--- Begin ENTRIES SHOWN ---

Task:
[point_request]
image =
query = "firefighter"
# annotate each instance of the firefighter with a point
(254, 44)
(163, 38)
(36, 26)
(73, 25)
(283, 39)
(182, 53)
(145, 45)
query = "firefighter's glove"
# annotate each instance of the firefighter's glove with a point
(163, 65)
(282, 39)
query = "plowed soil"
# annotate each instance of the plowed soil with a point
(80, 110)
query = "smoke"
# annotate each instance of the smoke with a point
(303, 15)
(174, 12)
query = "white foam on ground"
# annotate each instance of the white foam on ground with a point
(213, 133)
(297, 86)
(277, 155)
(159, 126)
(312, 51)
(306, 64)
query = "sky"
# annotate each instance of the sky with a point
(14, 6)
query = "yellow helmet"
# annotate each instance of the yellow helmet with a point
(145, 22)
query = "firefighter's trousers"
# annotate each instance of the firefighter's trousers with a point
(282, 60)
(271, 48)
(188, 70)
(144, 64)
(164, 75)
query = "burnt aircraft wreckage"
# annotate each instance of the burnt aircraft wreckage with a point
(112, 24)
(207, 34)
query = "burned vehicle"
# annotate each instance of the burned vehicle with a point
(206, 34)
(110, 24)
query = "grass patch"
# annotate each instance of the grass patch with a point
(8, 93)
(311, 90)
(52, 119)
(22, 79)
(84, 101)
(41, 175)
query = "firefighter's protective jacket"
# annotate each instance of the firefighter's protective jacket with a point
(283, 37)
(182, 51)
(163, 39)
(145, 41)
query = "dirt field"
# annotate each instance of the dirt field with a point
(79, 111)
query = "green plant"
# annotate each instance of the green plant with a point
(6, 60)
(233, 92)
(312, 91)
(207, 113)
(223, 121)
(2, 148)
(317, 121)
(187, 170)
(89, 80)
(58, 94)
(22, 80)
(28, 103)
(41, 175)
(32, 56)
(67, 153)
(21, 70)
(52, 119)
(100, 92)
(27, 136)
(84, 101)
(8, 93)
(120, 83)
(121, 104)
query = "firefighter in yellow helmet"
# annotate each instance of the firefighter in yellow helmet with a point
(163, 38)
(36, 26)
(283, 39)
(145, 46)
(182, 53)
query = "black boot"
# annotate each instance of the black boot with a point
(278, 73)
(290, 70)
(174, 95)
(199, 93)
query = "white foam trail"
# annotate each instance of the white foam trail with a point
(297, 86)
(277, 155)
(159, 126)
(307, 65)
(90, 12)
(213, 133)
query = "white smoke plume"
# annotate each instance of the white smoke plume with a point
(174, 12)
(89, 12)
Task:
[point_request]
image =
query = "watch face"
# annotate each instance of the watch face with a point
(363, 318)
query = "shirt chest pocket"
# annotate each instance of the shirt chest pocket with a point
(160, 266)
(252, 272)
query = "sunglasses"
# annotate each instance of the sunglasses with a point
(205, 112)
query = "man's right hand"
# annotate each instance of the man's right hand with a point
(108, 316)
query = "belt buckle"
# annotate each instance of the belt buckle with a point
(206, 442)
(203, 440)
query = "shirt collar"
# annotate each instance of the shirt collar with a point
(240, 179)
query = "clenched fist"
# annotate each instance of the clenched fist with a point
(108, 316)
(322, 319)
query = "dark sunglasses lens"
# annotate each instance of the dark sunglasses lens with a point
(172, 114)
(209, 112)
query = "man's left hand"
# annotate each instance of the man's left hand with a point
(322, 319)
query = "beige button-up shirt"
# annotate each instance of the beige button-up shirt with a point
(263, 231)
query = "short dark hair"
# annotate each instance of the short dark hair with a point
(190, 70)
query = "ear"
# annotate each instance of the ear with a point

--- End ENTRIES SHOWN ---

DIRECTION:
Pull out every line above that contains the string "jacket". Case counts.

SOLUTION:
query = "firefighter's protective jacket"
# annotate each instance of the firefighter's protective jacket with a point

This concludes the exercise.